• _TUGAS 1_:
Tentukan apakah setiap pernyataan berikut sesuai dengan teks sumber di bawah: (a) putri sulung Panular bertunangan dengan Putra Mahkota; (b) pendukung Sultan Sepuh dijuluki ‘Karajan’; (c) serangan Inggris terjadi pada hari Sabtu, 20 Juni 1812. Jawab tiap pernyataan dengan ya atau tidak, lalu kutip persis kata-kata penentu dari teks sumber.

• _TEKS SUMBER_:
Di dalam keluarga inti kesultanan, di mana tekanan politik berjalan paling kuat, muncul dua fraksi utama—mereka yang mengelompokkan diri seputar Putra Mahkota yang dikenal sebagai kelompok ‘Karajan’ (yakni pengikut `Raja Putra Naléndra Mataram' yakni sang ahli waris takhta kesultanan)—dan pendukung Sultan “Tua” (Sultan Sepuh; yakni Hamengku Buwono II) yang dijuluki ‘Kasepuhan’ (Carey 1992:57 catatan 35).
Dalam tahun-tahun yang sarat tekanan tersebut, amat sulit bagi para bangsawan Yogya menahan diri untuk tidak terlibat dalam konflik politik, meskipun beberapa dari mereka memang mencoba. Salah satu adalah pangeran yang amat eksentrik, Muhamad Abubakar alias Dipowijoyo I (1767-1826), yang memangkas rambutnya dalam gaya santri dan mengumumkan bahwa ia bermaksud naik haji ke Mekah (Carey 1992:400). Bagi Panular, sikap menjaga jarak seperti itu sekarang jadi mustahil karena putri sulungnya, Raden Ayu Retno Adiningdyah, sudah bertunangan dengan Putra Mahkota. Melalui hubungan keluarga itu dia semakin jauh terseret ke dalam jaringan berbahaya dari intrik dan kontra-intrik di antara dua fraksi bermusuhan di keraton. Pada November 1810, Panular sudah dijuluki oleh Residen Belanda sebagai seorang pendukung kuat Putra Mahkota dan sebagai seorang calon sekutu pemerintah kolonial dengan menghadapi Sultan Kedua yang keras kepala itu (Carey 1992:57 catatan 37).
Babad Bedhahing Ngayogyakarta, yang ditulis Panular sendiri, membahas tahun-tahun itu dengan singkat dan menceritakan bagaimana dia selalu membela putra menantunya yang kelak akan memerintah sebagai Sultan Ketiga (1812-1814). Bahkan, pada saat-saat ancaman bahaya paling besar seperti selama kunjungan Putra Mahkota kepada Sultan Kedua dalam minggu-minggu sebelum serangan Inggris pada Sabtu, 20 Juni 1812, ketika tampaknya raja Yogya yang bengis itu berencana membunuh putranya (Carey 1992:57 catatan 38, 340).

(Entri dari sebuah kumpulan data)
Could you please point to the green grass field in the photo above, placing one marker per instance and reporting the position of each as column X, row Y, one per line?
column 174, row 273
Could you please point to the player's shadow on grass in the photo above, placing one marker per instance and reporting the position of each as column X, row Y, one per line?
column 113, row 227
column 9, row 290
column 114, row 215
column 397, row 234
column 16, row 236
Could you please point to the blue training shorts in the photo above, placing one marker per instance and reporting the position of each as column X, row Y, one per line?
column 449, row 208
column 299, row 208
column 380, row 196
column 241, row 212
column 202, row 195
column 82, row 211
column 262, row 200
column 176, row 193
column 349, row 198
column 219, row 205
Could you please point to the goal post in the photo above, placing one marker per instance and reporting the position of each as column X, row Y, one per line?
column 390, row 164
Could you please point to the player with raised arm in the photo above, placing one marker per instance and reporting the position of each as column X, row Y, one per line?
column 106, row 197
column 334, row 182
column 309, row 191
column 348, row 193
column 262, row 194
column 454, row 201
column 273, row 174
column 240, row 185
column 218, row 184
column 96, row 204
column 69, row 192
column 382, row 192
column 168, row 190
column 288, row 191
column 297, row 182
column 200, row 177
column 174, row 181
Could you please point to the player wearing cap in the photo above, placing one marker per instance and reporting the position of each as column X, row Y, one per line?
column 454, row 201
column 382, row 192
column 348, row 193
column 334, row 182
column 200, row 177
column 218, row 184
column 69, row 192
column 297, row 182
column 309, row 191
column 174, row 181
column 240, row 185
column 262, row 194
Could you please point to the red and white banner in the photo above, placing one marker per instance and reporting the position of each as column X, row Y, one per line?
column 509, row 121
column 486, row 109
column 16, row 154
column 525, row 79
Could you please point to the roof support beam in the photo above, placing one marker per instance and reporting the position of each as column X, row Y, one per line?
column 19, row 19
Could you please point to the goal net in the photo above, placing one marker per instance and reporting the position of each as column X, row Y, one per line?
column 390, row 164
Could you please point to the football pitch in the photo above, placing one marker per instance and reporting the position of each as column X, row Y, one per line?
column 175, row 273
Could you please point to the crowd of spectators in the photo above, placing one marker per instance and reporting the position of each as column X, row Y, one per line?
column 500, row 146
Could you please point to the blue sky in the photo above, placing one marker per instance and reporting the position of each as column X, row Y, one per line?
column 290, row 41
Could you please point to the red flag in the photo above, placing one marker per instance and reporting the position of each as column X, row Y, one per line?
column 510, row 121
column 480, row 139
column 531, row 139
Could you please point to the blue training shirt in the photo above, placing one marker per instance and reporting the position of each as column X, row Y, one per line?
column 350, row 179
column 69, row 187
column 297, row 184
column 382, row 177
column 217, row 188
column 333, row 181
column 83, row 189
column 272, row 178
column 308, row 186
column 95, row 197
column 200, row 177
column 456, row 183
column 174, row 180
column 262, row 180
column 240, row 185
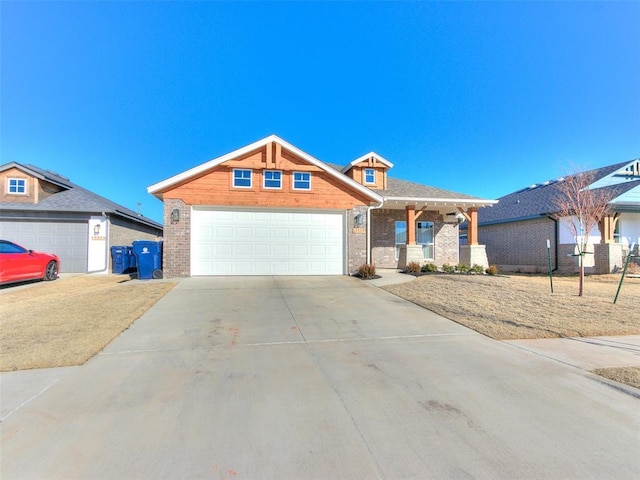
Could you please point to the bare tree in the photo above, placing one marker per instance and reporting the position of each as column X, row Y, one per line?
column 580, row 209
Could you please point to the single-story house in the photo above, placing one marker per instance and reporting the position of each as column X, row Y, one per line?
column 271, row 209
column 45, row 211
column 516, row 230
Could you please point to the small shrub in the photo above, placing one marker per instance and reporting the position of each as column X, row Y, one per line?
column 462, row 268
column 477, row 269
column 429, row 267
column 367, row 271
column 492, row 270
column 446, row 268
column 413, row 267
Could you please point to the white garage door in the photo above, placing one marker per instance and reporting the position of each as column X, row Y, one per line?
column 68, row 240
column 266, row 242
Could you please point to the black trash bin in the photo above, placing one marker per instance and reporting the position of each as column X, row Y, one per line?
column 148, row 257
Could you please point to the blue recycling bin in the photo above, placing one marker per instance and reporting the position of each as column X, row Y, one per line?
column 148, row 257
column 123, row 259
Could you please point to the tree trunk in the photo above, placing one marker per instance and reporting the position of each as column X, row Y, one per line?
column 581, row 276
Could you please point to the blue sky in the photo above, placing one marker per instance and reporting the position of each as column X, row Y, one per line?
column 481, row 98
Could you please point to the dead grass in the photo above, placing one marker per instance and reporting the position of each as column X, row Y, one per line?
column 628, row 375
column 522, row 306
column 68, row 321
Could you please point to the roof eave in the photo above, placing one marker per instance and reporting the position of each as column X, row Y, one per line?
column 157, row 189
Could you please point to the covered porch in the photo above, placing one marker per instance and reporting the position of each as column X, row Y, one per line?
column 405, row 230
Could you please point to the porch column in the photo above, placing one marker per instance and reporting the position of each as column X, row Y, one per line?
column 472, row 229
column 411, row 224
column 607, row 226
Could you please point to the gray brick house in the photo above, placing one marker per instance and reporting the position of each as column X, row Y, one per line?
column 45, row 211
column 270, row 208
column 516, row 230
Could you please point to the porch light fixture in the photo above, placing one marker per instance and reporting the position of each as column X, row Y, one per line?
column 175, row 216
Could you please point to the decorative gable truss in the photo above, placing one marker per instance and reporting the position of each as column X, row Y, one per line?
column 369, row 170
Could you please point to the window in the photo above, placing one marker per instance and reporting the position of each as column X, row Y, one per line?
column 17, row 186
column 401, row 236
column 241, row 178
column 272, row 179
column 369, row 176
column 424, row 237
column 301, row 181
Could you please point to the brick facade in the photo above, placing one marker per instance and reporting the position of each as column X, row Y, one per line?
column 520, row 246
column 356, row 239
column 177, row 240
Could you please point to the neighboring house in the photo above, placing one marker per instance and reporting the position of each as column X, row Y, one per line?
column 516, row 230
column 42, row 210
column 271, row 209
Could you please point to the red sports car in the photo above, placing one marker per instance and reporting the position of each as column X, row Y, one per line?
column 17, row 264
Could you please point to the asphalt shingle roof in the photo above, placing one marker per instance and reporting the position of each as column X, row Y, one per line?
column 74, row 199
column 538, row 199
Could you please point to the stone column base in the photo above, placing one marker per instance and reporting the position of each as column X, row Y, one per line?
column 608, row 257
column 472, row 255
column 410, row 253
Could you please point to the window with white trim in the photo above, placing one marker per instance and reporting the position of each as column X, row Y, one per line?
column 272, row 179
column 301, row 180
column 241, row 178
column 369, row 176
column 17, row 186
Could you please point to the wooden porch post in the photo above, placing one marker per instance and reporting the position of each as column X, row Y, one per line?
column 411, row 224
column 472, row 232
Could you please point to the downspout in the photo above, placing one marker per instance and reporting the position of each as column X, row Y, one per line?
column 369, row 208
column 556, row 233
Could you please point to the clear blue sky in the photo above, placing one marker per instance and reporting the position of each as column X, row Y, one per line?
column 481, row 98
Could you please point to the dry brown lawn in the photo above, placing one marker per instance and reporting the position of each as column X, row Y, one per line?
column 69, row 320
column 522, row 306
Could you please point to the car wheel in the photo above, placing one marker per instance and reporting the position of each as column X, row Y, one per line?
column 51, row 273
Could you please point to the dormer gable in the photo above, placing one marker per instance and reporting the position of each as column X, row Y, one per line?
column 369, row 170
column 27, row 184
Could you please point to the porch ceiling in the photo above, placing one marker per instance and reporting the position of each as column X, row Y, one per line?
column 441, row 205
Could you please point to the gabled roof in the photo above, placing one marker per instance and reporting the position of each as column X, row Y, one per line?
column 537, row 200
column 399, row 192
column 157, row 188
column 73, row 198
column 367, row 156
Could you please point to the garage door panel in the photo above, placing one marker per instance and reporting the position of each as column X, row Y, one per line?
column 266, row 242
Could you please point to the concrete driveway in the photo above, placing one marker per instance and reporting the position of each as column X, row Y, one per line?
column 317, row 378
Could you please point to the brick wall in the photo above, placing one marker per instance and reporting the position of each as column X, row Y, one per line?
column 519, row 246
column 356, row 240
column 177, row 240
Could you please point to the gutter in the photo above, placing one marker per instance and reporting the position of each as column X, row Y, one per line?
column 368, row 246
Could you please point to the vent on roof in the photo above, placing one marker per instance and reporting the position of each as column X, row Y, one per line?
column 58, row 175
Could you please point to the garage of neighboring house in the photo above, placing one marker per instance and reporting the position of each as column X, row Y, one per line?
column 45, row 211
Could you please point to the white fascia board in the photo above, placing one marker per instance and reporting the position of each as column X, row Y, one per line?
column 192, row 172
column 475, row 202
column 367, row 156
column 254, row 146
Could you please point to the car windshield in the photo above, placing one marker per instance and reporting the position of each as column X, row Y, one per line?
column 6, row 247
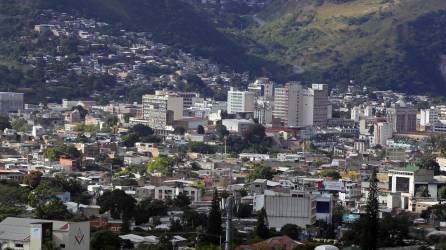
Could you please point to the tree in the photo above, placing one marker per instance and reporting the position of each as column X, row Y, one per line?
column 179, row 130
column 214, row 220
column 32, row 179
column 261, row 172
column 422, row 191
column 181, row 201
column 261, row 229
column 4, row 123
column 118, row 203
column 53, row 210
column 162, row 164
column 105, row 240
column 442, row 192
column 130, row 139
column 333, row 174
column 200, row 130
column 148, row 208
column 20, row 125
column 291, row 230
column 369, row 233
column 142, row 130
column 221, row 131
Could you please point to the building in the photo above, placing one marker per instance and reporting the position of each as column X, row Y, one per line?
column 237, row 125
column 299, row 209
column 10, row 102
column 263, row 111
column 428, row 117
column 293, row 105
column 188, row 98
column 263, row 87
column 403, row 117
column 321, row 105
column 382, row 132
column 355, row 114
column 240, row 101
column 33, row 234
column 161, row 109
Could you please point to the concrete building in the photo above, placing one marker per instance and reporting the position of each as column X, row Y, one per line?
column 355, row 114
column 428, row 117
column 403, row 117
column 33, row 234
column 161, row 109
column 10, row 102
column 237, row 125
column 321, row 105
column 240, row 101
column 299, row 209
column 382, row 132
column 293, row 105
column 263, row 87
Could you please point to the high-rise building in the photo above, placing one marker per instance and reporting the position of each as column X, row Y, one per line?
column 263, row 87
column 10, row 102
column 403, row 117
column 188, row 98
column 382, row 131
column 428, row 116
column 161, row 109
column 321, row 104
column 355, row 113
column 293, row 105
column 240, row 101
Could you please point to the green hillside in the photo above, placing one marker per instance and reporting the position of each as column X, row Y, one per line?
column 393, row 44
column 172, row 22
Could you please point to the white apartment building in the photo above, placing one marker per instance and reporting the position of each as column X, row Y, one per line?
column 160, row 109
column 382, row 132
column 240, row 101
column 428, row 116
column 321, row 104
column 10, row 102
column 299, row 209
column 33, row 234
column 293, row 105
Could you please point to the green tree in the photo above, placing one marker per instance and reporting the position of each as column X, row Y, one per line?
column 53, row 209
column 260, row 172
column 200, row 130
column 442, row 192
column 118, row 203
column 105, row 240
column 32, row 179
column 221, row 131
column 369, row 232
column 330, row 173
column 4, row 123
column 291, row 230
column 162, row 164
column 21, row 125
column 130, row 139
column 214, row 220
column 179, row 130
column 261, row 228
column 181, row 201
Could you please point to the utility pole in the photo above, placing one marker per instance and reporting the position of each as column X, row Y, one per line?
column 228, row 242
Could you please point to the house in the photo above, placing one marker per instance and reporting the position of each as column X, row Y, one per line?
column 33, row 234
column 279, row 242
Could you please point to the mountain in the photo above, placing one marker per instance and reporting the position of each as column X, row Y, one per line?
column 172, row 22
column 388, row 44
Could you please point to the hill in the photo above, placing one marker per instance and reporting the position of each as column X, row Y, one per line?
column 389, row 44
column 172, row 22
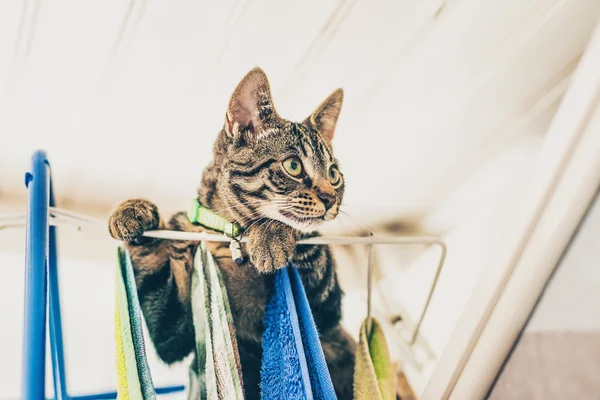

• _TUGAS 2_:
Temukan semua baris dalam entri di atas yang memuat kata "brick", lalu salin setiap baris itu. Huruf besar dan huruf kecil dibedakan.

• _JAWABAN YANG BENAR 1_:
(a) Ya: "putri sulungnya, Raden Ayu Retno Adiningdyah, sudah bertunangan dengan Putra Mahkota"
(b) Tidak: "pendukung Sultan “Tua” (Sultan Sepuh; yakni Hamengku Buwono II) yang dijuluki ‘Kasepuhan’"
(c) Ya: "serangan Inggris pada Sabtu, 20 Juni 1812"

• _JAWABAN YANG BENAR 2_:
Could you please point to the gray brick house in the photo above, placing one marker per instance and reporting the position of each as column X, row Y, one per line?
Could you please point to the brick facade in the photo above, placing one marker per instance and reporting the position of each as column X, row Y, one per line?
Could you please point to the brick wall in the photo above, placing one marker per instance and reporting the position of each as column X, row Y, one per line?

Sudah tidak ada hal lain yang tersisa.